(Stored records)
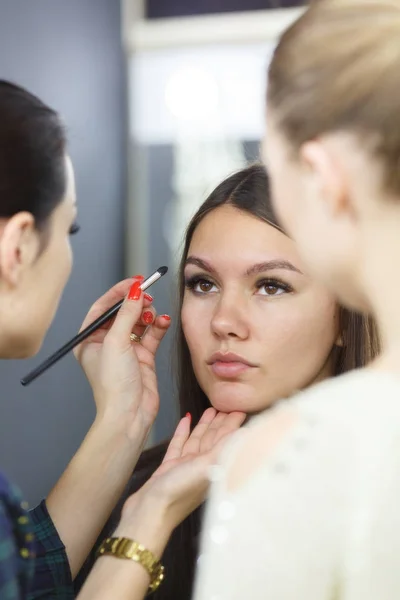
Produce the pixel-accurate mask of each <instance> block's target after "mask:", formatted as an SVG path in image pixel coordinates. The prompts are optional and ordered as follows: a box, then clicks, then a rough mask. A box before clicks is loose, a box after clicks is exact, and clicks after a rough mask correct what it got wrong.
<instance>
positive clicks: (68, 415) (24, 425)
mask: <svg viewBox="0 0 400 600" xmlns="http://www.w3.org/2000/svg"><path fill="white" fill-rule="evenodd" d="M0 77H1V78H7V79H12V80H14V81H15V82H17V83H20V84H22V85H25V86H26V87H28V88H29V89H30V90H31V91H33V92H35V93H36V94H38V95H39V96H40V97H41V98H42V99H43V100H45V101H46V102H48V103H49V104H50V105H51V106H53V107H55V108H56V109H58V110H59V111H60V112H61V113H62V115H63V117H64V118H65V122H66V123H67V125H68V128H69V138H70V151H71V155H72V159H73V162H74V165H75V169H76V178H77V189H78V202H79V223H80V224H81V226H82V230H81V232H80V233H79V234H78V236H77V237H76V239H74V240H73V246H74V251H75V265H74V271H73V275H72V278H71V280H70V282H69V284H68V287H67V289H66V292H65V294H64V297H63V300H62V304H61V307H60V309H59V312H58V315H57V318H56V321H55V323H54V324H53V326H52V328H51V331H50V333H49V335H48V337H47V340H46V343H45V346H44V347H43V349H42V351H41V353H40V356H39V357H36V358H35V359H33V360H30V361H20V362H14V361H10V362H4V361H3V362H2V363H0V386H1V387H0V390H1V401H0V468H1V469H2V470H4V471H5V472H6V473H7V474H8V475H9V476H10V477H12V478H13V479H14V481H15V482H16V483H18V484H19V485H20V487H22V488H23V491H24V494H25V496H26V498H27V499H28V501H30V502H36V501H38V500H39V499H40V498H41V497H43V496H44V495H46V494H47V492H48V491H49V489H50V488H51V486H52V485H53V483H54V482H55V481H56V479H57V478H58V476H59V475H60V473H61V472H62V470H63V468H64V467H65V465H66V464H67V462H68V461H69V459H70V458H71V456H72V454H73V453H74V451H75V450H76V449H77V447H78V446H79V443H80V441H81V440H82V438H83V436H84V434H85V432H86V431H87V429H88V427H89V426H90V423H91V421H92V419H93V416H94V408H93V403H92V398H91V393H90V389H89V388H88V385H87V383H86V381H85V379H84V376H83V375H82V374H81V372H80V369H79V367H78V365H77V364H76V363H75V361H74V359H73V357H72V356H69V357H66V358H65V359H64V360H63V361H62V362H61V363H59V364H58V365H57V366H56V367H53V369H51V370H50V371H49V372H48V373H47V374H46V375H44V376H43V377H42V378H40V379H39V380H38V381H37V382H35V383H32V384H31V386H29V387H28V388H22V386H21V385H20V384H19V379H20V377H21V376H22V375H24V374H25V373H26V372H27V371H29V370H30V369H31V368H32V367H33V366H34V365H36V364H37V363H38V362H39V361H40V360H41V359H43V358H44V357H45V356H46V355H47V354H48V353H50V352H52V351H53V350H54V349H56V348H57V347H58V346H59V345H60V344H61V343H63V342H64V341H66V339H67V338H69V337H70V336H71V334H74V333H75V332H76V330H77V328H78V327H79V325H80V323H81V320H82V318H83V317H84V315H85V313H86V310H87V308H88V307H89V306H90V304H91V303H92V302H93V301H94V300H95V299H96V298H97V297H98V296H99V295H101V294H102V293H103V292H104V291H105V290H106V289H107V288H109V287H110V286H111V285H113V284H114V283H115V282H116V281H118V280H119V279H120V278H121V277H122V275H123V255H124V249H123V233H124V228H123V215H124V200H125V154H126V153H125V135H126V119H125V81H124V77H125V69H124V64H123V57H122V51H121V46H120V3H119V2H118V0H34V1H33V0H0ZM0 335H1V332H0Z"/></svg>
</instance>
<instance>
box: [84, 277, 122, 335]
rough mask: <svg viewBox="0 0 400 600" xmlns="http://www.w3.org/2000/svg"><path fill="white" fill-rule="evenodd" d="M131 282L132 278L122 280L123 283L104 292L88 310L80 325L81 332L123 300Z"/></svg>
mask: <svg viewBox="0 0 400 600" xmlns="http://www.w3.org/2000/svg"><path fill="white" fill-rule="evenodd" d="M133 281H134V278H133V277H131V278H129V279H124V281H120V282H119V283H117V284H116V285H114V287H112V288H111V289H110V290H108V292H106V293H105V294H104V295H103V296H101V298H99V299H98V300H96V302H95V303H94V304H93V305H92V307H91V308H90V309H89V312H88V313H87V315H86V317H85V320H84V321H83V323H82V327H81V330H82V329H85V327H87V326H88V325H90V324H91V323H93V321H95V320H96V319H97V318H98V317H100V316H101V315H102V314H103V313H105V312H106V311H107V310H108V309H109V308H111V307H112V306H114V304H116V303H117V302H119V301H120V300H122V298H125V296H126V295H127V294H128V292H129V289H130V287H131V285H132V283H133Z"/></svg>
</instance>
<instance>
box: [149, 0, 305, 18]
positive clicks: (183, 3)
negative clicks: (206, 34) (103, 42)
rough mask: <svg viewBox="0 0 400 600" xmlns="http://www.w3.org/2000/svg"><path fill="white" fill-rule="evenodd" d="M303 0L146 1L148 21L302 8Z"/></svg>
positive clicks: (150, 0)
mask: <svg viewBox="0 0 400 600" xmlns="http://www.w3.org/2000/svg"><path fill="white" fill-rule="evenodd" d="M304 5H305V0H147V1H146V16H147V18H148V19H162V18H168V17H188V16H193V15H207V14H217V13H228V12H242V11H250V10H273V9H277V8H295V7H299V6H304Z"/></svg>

**What you are asked to do:** Could every entry above be printed again exactly, images excluded?

**Solution to the exercise:**
Produce the pixel-accurate mask of each <instance> block's target after "mask:", formatted as an SVG path in image pixel coordinates. The prompts are optional and ordered as follows: a box, then clicks, then a rough mask. A box before clicks is loose, a box after clicks is exact, and clicks after a rough mask correct what it got wrong.
<instance>
positive clicks: (68, 415) (24, 425)
mask: <svg viewBox="0 0 400 600" xmlns="http://www.w3.org/2000/svg"><path fill="white" fill-rule="evenodd" d="M0 77H1V78H7V79H12V80H14V81H15V82H17V83H20V84H22V85H25V86H26V87H28V88H29V89H30V90H31V91H33V92H35V93H36V94H38V95H39V96H40V97H41V98H42V99H43V100H45V101H46V102H48V103H49V104H50V105H51V106H53V107H55V108H56V109H58V110H59V111H60V112H61V113H62V115H63V117H64V118H65V122H66V123H67V125H68V128H69V138H70V151H71V155H72V159H73V162H74V165H75V169H76V178H77V189H78V202H79V223H80V224H81V226H82V230H81V232H80V233H79V234H78V236H77V237H76V239H74V240H73V246H74V251H75V265H74V271H73V275H72V278H71V280H70V282H69V284H68V287H67V289H66V292H65V294H64V297H63V300H62V304H61V307H60V309H59V312H58V315H57V318H56V321H55V323H54V324H53V326H52V328H51V331H50V333H49V335H48V337H47V340H46V343H45V346H44V347H43V349H42V351H41V353H40V356H39V357H36V358H35V359H33V360H30V361H20V362H14V361H10V362H4V361H3V362H2V363H0V386H1V387H0V390H1V401H0V468H1V469H2V470H4V471H5V472H6V473H7V474H8V475H9V476H10V477H12V478H13V479H14V481H15V482H16V483H18V484H19V485H20V487H22V488H23V491H24V494H25V496H26V498H27V499H28V501H30V502H36V501H38V500H39V499H40V498H41V497H43V496H44V495H46V494H47V492H48V491H49V489H50V488H51V486H52V485H53V483H54V482H55V481H56V479H57V478H58V476H59V475H60V473H61V472H62V470H63V468H64V467H65V465H66V464H67V462H68V461H69V459H70V458H71V456H72V454H73V453H74V451H75V450H76V449H77V447H78V446H79V443H80V441H81V440H82V438H83V436H84V434H85V432H86V431H87V429H88V427H89V426H90V423H91V421H92V419H93V416H94V408H93V403H92V398H91V393H90V389H89V388H88V385H87V383H86V381H85V379H84V376H83V375H82V374H81V372H80V369H79V367H78V365H77V364H76V363H75V361H74V359H73V357H72V356H69V357H66V358H65V359H64V360H63V361H62V362H61V363H59V364H58V365H57V366H56V367H53V369H51V370H50V371H49V372H48V373H47V374H46V375H44V376H43V377H42V378H40V379H39V380H38V381H37V382H35V383H32V384H31V386H29V387H28V388H22V386H21V385H20V384H19V379H20V377H21V376H22V375H24V374H25V373H26V372H27V371H29V370H30V369H31V368H32V367H33V366H34V365H36V364H37V363H38V362H39V361H40V360H41V359H43V358H44V357H45V356H46V355H47V354H48V353H50V352H52V351H53V350H54V349H56V348H57V347H58V346H59V345H60V344H61V343H63V342H64V341H66V339H67V338H69V337H70V336H71V334H74V333H75V332H76V330H77V328H78V327H79V325H80V323H81V320H82V318H83V317H84V315H85V313H86V310H87V308H88V307H89V306H90V304H91V303H92V302H93V301H94V300H95V299H96V298H97V297H98V296H99V295H101V294H102V293H103V292H104V291H105V290H106V289H107V288H109V287H110V286H111V285H113V284H114V283H115V282H116V281H118V280H119V279H120V278H121V277H122V275H123V255H124V249H123V233H124V228H123V215H124V200H125V154H126V153H125V135H126V119H125V81H124V77H125V69H124V64H123V57H122V51H121V46H120V3H119V2H118V0H34V1H33V0H0ZM0 335H1V332H0Z"/></svg>
</instance>
<instance>
box: [84, 277, 122, 335]
rough mask: <svg viewBox="0 0 400 600" xmlns="http://www.w3.org/2000/svg"><path fill="white" fill-rule="evenodd" d="M131 282L132 278L122 280L123 283L104 292L88 310L80 325L81 332L123 300Z"/></svg>
mask: <svg viewBox="0 0 400 600" xmlns="http://www.w3.org/2000/svg"><path fill="white" fill-rule="evenodd" d="M133 281H134V278H133V277H131V278H129V279H124V281H120V282H119V283H117V284H116V285H114V287H112V288H111V289H110V290H108V292H106V293H105V294H104V295H103V296H101V298H99V299H98V300H96V302H95V303H94V304H93V305H92V307H91V308H90V309H89V312H88V313H87V315H86V317H85V320H84V321H83V323H82V327H81V330H82V329H85V327H87V326H88V325H90V324H91V323H93V321H95V320H96V319H97V318H98V317H100V316H101V315H102V314H103V313H105V312H106V311H107V310H108V309H109V308H111V307H112V306H114V304H116V303H117V302H119V301H120V300H122V298H125V296H126V295H127V294H128V292H129V289H130V287H131V285H132V283H133Z"/></svg>
</instance>
<instance>
box: [149, 0, 305, 18]
positive clicks: (183, 3)
negative clicks: (206, 34) (103, 42)
rough mask: <svg viewBox="0 0 400 600" xmlns="http://www.w3.org/2000/svg"><path fill="white" fill-rule="evenodd" d="M303 0L146 1L148 21L302 8Z"/></svg>
positive clicks: (150, 0)
mask: <svg viewBox="0 0 400 600" xmlns="http://www.w3.org/2000/svg"><path fill="white" fill-rule="evenodd" d="M304 5H305V0H147V1H146V16H147V18H148V19H162V18H168V17H188V16H193V15H207V14H217V13H228V12H242V11H250V10H273V9H277V8H295V7H299V6H304Z"/></svg>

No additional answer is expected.